**Work to complete**
Look through the data that follows and copy each line with the string "below".

**Materials provided**
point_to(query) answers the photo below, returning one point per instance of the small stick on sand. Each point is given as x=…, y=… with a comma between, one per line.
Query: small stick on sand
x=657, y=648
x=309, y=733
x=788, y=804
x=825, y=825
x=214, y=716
==
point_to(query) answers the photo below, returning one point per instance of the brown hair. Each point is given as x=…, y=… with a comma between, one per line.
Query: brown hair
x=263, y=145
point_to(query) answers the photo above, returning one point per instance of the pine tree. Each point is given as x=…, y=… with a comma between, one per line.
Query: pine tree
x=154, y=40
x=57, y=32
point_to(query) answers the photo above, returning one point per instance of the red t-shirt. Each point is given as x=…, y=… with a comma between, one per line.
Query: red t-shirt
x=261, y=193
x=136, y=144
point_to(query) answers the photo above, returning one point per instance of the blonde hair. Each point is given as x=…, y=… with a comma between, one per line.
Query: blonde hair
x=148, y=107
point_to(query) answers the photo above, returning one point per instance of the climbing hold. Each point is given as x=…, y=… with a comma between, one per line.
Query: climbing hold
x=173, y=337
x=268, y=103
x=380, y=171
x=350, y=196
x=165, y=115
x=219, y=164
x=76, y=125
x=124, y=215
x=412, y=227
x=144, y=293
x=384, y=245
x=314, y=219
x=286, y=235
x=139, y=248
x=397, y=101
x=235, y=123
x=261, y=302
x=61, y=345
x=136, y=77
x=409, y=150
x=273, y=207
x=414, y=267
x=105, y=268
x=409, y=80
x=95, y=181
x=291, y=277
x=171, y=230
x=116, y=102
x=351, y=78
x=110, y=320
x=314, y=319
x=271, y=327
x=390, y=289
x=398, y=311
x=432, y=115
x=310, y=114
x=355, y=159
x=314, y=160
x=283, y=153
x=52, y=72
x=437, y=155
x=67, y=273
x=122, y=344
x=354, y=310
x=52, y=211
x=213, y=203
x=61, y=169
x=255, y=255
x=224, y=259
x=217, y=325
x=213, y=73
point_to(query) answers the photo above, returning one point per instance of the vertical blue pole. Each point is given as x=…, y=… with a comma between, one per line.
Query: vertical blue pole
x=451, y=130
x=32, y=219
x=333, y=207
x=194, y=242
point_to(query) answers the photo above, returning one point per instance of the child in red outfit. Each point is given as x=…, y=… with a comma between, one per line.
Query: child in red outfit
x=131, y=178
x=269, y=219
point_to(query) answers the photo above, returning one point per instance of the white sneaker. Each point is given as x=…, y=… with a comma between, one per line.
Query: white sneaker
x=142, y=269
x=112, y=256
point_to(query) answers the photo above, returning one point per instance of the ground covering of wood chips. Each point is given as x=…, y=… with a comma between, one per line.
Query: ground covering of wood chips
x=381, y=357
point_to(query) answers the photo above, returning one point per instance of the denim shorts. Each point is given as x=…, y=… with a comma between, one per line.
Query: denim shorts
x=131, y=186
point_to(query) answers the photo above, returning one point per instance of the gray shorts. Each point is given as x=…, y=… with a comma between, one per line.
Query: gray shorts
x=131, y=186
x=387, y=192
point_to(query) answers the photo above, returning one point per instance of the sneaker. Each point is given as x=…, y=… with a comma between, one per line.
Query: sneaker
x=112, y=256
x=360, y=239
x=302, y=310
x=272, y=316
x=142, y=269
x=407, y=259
...
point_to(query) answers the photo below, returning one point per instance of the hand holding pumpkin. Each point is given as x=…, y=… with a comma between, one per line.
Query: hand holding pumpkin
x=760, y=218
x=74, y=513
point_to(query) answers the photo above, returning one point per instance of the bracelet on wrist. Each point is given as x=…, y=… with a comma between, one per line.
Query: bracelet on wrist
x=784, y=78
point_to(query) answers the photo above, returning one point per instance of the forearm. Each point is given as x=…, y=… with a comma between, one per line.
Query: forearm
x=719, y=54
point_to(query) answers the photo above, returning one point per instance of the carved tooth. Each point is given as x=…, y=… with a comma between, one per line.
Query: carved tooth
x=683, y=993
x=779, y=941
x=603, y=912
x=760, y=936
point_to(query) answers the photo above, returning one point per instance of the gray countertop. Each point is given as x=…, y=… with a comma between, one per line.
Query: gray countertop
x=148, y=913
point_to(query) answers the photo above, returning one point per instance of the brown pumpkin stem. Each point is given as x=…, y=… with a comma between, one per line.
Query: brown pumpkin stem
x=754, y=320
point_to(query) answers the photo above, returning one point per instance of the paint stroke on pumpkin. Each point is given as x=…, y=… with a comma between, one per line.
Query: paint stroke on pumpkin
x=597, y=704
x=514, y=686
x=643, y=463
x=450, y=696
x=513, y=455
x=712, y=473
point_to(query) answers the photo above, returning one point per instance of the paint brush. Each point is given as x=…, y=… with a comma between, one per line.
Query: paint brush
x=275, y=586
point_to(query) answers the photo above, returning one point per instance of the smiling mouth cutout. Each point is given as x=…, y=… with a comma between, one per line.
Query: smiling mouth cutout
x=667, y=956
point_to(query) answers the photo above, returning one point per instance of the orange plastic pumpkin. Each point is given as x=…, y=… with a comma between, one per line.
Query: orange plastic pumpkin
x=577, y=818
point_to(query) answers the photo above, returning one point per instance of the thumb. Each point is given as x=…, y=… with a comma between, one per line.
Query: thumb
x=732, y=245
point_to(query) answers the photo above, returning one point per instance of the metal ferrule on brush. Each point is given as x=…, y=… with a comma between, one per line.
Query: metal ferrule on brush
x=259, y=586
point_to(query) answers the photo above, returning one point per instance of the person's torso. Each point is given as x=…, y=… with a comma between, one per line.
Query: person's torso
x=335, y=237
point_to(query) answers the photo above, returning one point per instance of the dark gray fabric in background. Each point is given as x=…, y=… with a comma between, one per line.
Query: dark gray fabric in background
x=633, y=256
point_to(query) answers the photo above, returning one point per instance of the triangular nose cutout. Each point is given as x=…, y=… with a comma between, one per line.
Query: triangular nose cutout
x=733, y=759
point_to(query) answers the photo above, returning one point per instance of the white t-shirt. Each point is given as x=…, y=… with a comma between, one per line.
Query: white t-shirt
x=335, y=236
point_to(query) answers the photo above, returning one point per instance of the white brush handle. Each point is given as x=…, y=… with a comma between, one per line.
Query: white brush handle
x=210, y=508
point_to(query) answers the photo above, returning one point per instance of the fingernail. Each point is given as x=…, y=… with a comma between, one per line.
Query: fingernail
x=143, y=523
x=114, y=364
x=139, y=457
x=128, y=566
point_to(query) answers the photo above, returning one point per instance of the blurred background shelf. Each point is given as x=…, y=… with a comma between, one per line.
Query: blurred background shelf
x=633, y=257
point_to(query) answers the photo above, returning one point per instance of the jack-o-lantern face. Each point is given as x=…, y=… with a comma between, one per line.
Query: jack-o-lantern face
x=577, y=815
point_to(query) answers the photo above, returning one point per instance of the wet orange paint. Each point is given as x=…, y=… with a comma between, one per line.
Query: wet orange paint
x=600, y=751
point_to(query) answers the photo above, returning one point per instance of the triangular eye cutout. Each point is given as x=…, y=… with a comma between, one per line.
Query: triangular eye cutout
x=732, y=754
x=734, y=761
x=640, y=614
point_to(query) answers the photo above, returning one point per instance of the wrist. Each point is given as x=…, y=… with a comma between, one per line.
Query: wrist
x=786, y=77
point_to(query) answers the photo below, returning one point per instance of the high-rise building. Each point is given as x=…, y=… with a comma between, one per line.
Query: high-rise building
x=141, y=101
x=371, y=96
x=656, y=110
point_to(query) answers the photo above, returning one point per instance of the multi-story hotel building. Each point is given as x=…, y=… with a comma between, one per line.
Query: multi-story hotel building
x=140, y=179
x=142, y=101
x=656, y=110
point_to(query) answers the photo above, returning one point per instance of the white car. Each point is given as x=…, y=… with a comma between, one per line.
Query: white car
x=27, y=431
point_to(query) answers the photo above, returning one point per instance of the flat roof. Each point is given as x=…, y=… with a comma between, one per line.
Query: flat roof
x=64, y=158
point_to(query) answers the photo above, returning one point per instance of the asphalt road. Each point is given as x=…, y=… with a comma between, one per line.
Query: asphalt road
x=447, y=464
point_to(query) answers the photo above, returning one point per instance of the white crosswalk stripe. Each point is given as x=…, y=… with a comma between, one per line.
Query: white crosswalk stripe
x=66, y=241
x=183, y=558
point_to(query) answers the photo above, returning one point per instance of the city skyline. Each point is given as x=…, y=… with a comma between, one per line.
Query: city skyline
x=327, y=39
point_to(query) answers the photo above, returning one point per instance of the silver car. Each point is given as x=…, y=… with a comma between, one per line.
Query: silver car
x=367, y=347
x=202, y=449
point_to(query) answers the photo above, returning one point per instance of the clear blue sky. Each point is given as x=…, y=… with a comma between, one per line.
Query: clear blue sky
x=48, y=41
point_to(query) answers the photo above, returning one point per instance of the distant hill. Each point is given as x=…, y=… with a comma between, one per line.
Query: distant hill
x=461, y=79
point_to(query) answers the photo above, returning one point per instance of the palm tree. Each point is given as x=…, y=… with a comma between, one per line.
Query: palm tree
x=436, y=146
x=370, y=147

**Output of the task**
point_to(query) answers the photo below, returning one point per instance of the small stick on sand. Each point is given as x=…, y=… with a comma between, one per line.
point_to(query) answers the photo below, returning one point per instance of the brown hair. Each point is given as x=…, y=… with a comma between, one per line.
point_to(query) answers the photo below, returning one point per instance of the hand holding pumpkin. Each point is given as x=…, y=… with a comma between, one per line.
point_to(query) answers the photo below, returning one point per instance of the high-rise building. Each point is given as x=…, y=… with a comma between, one per line.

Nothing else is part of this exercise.